■ THE TASK ■
Can you copy out, character for character, the lines of the listing below, starting at the line that has "488), (407, 491)]" and stopping after the line that has "503), (248, 500)]"?

[Part of a data file]
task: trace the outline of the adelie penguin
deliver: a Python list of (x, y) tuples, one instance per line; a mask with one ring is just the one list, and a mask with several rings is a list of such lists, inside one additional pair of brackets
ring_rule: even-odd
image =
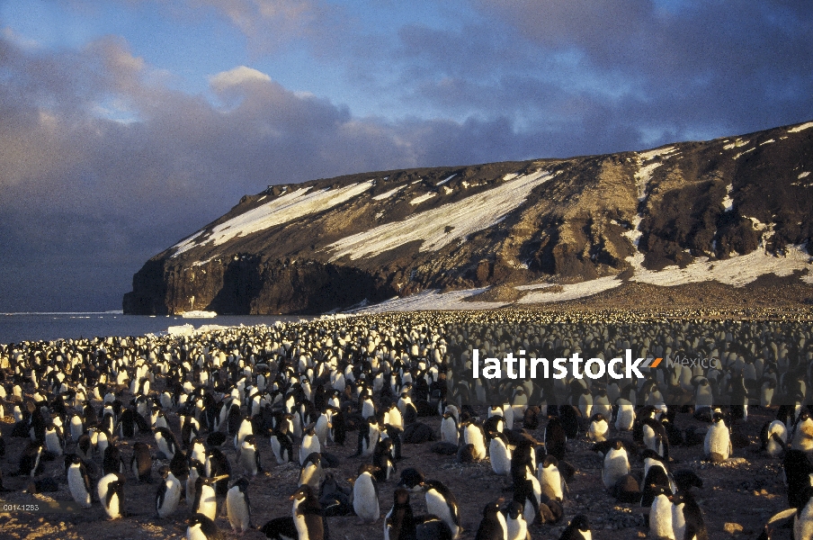
[(419, 493), (423, 486), (421, 485), (425, 480), (424, 473), (415, 468), (404, 469), (401, 471), (401, 479), (398, 481), (398, 488), (404, 488), (407, 491)]
[(362, 465), (358, 477), (353, 482), (353, 509), (365, 522), (374, 522), (380, 515), (379, 484), (375, 480), (378, 469), (375, 465)]
[(499, 432), (491, 432), (490, 435), (488, 457), (492, 471), (495, 474), (511, 474), (511, 449), (508, 447), (508, 439)]
[(505, 528), (507, 529), (507, 540), (531, 540), (531, 533), (528, 532), (528, 522), (523, 515), (523, 505), (515, 500), (509, 502), (503, 510), (505, 515)]
[(299, 486), (290, 496), (293, 500), (294, 526), (300, 540), (325, 540), (326, 526), (322, 517), (322, 507), (309, 486)]
[(152, 483), (152, 456), (146, 443), (133, 445), (133, 454), (130, 459), (130, 469), (139, 482)]
[(248, 479), (241, 478), (226, 494), (226, 515), (235, 534), (242, 535), (251, 526), (251, 503), (248, 500)]
[(293, 439), (288, 433), (288, 424), (283, 423), (271, 436), (271, 449), (277, 464), (293, 461)]
[(621, 439), (612, 441), (602, 462), (602, 481), (612, 489), (618, 480), (630, 473), (630, 457)]
[(457, 538), (463, 532), (457, 500), (449, 489), (437, 480), (427, 480), (423, 484), (426, 499), (426, 511), (441, 518)]
[(210, 519), (218, 515), (218, 500), (212, 484), (228, 476), (200, 477), (195, 481), (195, 497), (192, 500), (191, 511), (192, 514), (203, 514)]
[(307, 458), (299, 468), (299, 485), (308, 485), (313, 490), (319, 488), (322, 482), (322, 454), (314, 452)]
[(505, 517), (500, 511), (502, 500), (489, 502), (483, 508), (483, 518), (478, 526), (475, 540), (506, 540), (508, 526)]
[(592, 540), (590, 532), (590, 520), (584, 514), (579, 514), (570, 520), (570, 523), (562, 531), (559, 540)]
[(171, 516), (178, 508), (181, 500), (181, 482), (175, 478), (169, 467), (161, 467), (161, 483), (156, 491), (156, 514), (158, 518)]
[(731, 434), (721, 414), (715, 412), (703, 446), (706, 458), (719, 464), (731, 454)]
[(375, 474), (378, 482), (387, 482), (398, 471), (392, 456), (391, 439), (388, 437), (378, 442), (372, 454), (372, 464), (379, 468)]
[(551, 418), (545, 426), (544, 442), (545, 450), (549, 455), (556, 459), (565, 459), (565, 454), (567, 452), (567, 436), (558, 418)]
[(189, 518), (186, 540), (223, 540), (223, 534), (214, 520), (202, 514), (195, 514)]
[(90, 476), (87, 474), (87, 470), (85, 468), (82, 459), (76, 454), (72, 457), (71, 464), (67, 467), (67, 487), (74, 500), (78, 502), (83, 508), (90, 508), (91, 495), (93, 493)]
[(20, 474), (33, 478), (42, 472), (42, 444), (31, 441), (20, 456)]
[[(155, 432), (156, 445), (158, 446), (158, 458), (169, 459), (174, 457), (180, 450), (175, 436), (166, 428), (157, 428)], [(163, 458), (162, 458), (163, 456)]]
[(299, 464), (303, 464), (305, 459), (314, 452), (321, 453), (322, 446), (316, 430), (313, 427), (308, 427), (302, 435), (302, 443), (299, 445)]
[(243, 439), (243, 445), (237, 453), (237, 462), (246, 474), (256, 476), (257, 472), (263, 472), (260, 451), (257, 449), (257, 441), (254, 435), (248, 435)]
[(124, 516), (124, 476), (120, 472), (105, 474), (99, 481), (97, 491), (99, 501), (109, 519), (119, 519)]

■ SOLUTION TO THE PROBLEM ■
[(419, 493), (423, 486), (421, 485), (425, 480), (424, 473), (415, 468), (404, 469), (401, 471), (401, 479), (398, 481), (398, 488), (404, 488), (407, 491)]
[(362, 465), (358, 477), (353, 482), (353, 509), (365, 522), (374, 522), (380, 515), (379, 484), (375, 480), (378, 469), (375, 465)]
[(499, 432), (491, 432), (490, 435), (488, 457), (492, 471), (495, 474), (511, 474), (511, 449), (508, 447), (508, 439)]
[(505, 528), (507, 529), (507, 540), (531, 540), (531, 533), (528, 532), (528, 522), (523, 515), (523, 505), (515, 500), (509, 502), (503, 510), (505, 515)]
[(299, 486), (290, 496), (293, 500), (294, 526), (300, 540), (325, 540), (326, 526), (322, 517), (322, 507), (309, 486)]
[(152, 483), (152, 456), (146, 443), (133, 445), (133, 454), (130, 459), (130, 469), (139, 482)]
[(248, 479), (241, 478), (226, 494), (226, 515), (235, 534), (242, 535), (251, 526), (251, 503), (248, 500)]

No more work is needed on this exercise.